• Exercise details: All entries below are to be returned in full, exactly as they stand.

• Records to use:
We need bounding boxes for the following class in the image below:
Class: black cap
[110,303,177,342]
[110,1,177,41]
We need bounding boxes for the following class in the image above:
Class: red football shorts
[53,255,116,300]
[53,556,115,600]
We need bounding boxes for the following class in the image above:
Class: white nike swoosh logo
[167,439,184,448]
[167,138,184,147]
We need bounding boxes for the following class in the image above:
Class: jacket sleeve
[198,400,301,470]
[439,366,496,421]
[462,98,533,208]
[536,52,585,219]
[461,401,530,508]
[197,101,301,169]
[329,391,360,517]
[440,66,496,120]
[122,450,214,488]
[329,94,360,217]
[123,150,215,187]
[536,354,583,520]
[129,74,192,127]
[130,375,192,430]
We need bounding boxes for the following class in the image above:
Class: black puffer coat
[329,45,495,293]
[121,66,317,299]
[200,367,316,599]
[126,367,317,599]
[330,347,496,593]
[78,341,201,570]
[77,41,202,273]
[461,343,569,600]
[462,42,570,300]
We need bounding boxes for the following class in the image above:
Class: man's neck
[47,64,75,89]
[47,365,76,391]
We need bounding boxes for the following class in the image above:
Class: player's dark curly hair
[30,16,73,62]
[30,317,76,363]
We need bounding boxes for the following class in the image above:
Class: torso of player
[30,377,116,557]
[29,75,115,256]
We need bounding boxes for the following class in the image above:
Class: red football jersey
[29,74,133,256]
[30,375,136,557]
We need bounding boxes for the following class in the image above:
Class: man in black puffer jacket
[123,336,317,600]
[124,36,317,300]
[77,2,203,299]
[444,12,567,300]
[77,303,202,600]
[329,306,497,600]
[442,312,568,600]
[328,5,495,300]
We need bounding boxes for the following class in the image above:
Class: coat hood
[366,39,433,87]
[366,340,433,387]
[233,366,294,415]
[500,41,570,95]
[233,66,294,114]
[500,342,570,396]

• Response to the exercise:
We need bounding boxes for the following class in the image below:
Class: black cap
[110,303,177,342]
[110,1,177,41]
We need bounding boxes for the following class in the image above:
Class: red football shorts
[53,255,116,300]
[53,556,115,600]
We need bounding boxes for the following class in the image above:
Class: white nike swoosh logo
[167,439,184,448]
[167,138,184,147]
We need bounding boxes for the following class in the image above:
Class: jacket sleeve
[198,400,301,470]
[439,366,496,421]
[462,98,533,208]
[536,52,585,219]
[461,401,530,508]
[197,101,301,169]
[329,391,360,517]
[440,66,496,120]
[122,450,214,488]
[329,94,360,217]
[123,150,215,187]
[536,354,583,520]
[129,74,192,127]
[130,375,192,430]
We need bounding boxes for the following class in the image above:
Class: black puffer coat
[329,45,495,293]
[121,66,317,299]
[200,367,316,599]
[126,367,317,599]
[330,347,496,593]
[78,341,201,570]
[77,41,202,273]
[461,343,569,600]
[462,42,570,300]
We need bounding boxes for the following class in the image above:
Class: man's neck
[47,64,75,89]
[47,365,76,391]
We need bounding boxes for the following class in the image above:
Class: player's dark curly hair
[30,16,73,62]
[30,317,76,363]
We need bounding boxes for the following class in the image above:
Class: torso of player
[30,377,116,557]
[29,75,115,256]
We need bounding boxes for the following class in the image above:
Class: red football jersey
[29,74,133,256]
[30,375,136,557]
We need bounding boxes for the following class in the image above:
Class: man in black puffer jacket
[123,336,317,600]
[124,36,317,300]
[77,2,203,299]
[444,12,567,300]
[77,303,202,600]
[329,306,497,600]
[442,312,568,600]
[328,5,495,300]
We need bounding boxes for the following class in the image above:
Class: coat hood
[366,39,433,87]
[366,340,433,387]
[233,366,294,415]
[500,41,570,95]
[233,66,294,114]
[500,342,570,396]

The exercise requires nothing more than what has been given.